Every line in the records below between the one holding "of the window" and the one holding "of the striped", inclusive, is to be set down exactly; all other lines are to be left out.

The input: Begin

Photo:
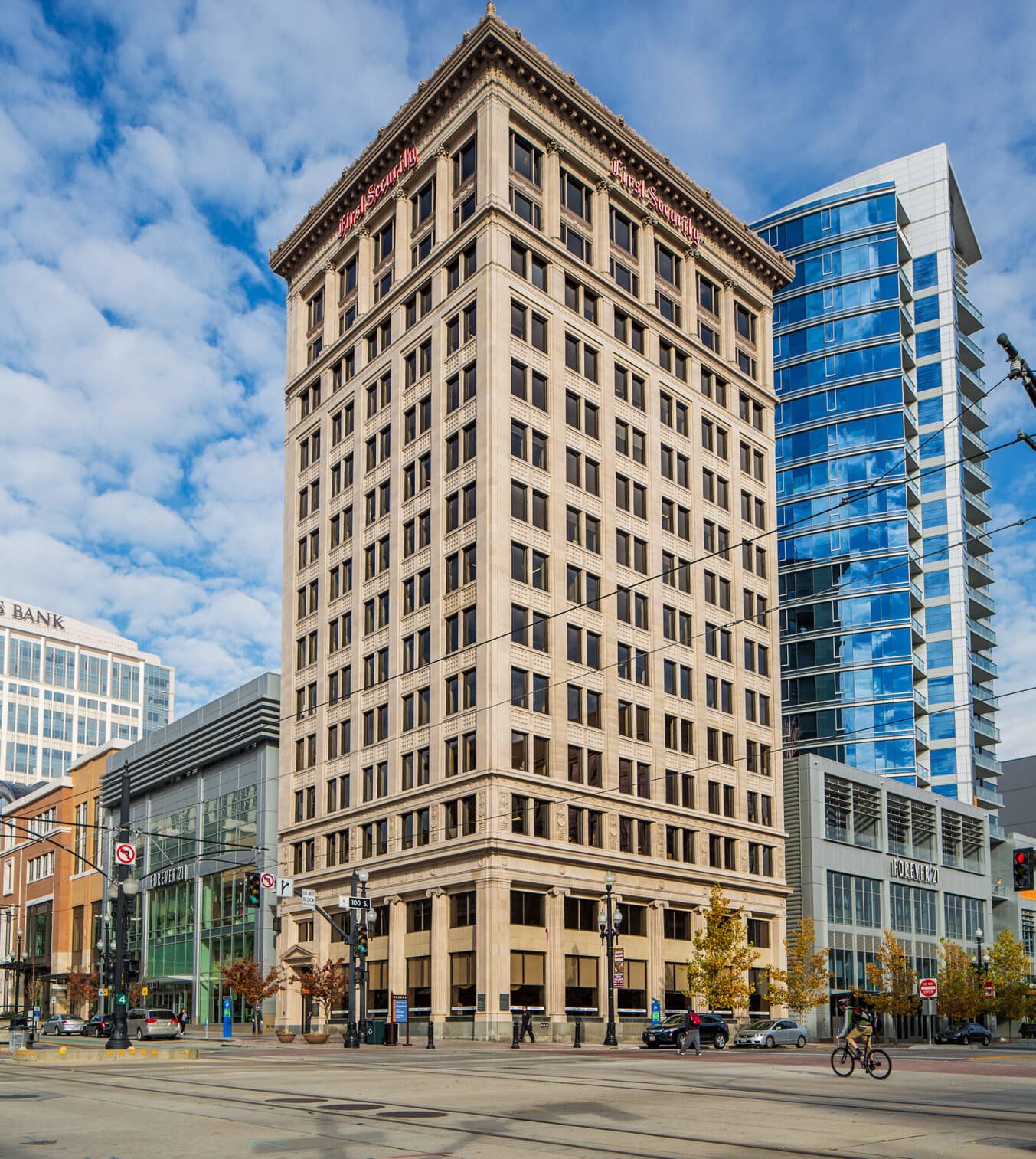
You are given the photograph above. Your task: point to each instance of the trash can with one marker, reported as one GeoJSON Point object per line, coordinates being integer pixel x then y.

The input: End
The input: Begin

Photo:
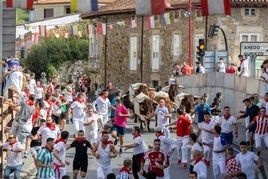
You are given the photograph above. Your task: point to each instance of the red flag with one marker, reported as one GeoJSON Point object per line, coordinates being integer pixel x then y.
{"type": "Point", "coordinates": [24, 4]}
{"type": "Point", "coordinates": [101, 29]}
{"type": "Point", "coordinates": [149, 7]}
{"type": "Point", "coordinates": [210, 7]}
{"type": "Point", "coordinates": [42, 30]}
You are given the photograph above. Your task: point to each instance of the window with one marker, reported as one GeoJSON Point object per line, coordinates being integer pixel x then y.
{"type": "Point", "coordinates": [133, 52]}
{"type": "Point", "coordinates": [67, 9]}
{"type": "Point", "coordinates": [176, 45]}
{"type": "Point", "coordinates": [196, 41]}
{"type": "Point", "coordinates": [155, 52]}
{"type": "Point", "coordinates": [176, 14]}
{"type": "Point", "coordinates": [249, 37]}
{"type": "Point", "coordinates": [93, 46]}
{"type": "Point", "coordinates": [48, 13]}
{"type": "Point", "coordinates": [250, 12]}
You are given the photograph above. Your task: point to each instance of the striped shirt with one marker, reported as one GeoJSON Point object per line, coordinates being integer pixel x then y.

The input: End
The input: Begin

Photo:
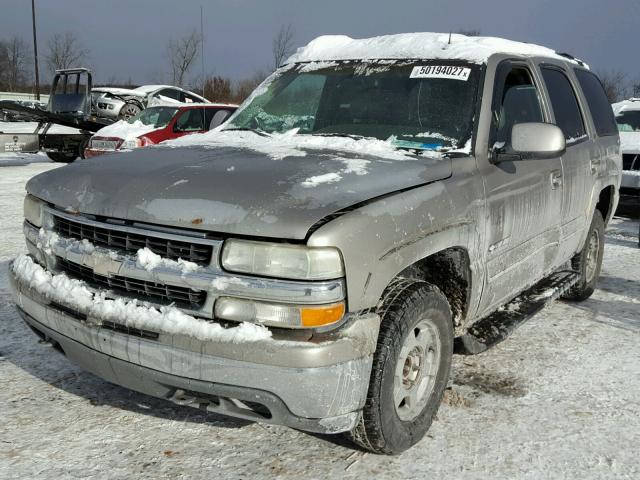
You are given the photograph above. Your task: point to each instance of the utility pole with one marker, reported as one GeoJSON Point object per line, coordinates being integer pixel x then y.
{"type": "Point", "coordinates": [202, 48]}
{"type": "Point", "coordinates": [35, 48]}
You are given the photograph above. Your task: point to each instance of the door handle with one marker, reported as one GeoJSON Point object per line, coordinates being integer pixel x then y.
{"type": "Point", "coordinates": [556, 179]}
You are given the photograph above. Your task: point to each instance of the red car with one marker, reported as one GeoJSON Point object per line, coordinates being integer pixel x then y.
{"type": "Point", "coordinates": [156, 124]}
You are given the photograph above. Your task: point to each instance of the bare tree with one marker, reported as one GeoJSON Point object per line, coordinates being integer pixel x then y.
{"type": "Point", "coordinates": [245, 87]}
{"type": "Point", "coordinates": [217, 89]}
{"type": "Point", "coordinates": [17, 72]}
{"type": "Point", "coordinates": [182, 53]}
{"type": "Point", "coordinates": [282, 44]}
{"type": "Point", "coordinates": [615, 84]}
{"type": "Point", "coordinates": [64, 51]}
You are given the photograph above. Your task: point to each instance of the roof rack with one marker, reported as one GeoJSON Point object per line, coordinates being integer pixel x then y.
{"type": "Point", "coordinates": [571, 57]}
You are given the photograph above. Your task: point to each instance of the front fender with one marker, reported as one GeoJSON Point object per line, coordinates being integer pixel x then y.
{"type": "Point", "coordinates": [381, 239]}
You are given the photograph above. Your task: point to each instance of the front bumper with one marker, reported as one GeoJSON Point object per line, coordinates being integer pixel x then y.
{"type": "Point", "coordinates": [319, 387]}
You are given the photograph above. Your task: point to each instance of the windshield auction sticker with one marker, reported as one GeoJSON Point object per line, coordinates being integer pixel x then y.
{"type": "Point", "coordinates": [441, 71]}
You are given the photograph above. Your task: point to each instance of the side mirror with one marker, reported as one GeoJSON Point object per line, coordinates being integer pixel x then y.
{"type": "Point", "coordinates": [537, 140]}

The input: End

- _Answer box_:
You are given the photograph above. Your task: point to each instance of the window with one marker, reported as one GeoJSON Point object per line, coordinates being integer pixel x then y.
{"type": "Point", "coordinates": [133, 52]}
{"type": "Point", "coordinates": [67, 9]}
{"type": "Point", "coordinates": [176, 45]}
{"type": "Point", "coordinates": [196, 41]}
{"type": "Point", "coordinates": [155, 52]}
{"type": "Point", "coordinates": [176, 14]}
{"type": "Point", "coordinates": [249, 37]}
{"type": "Point", "coordinates": [93, 46]}
{"type": "Point", "coordinates": [48, 13]}
{"type": "Point", "coordinates": [250, 12]}
You are given the photograph above. Your task: point to each instance of the striped shirt with one marker, reported as one GeoJSON Point object per line, coordinates being integer pixel x then y.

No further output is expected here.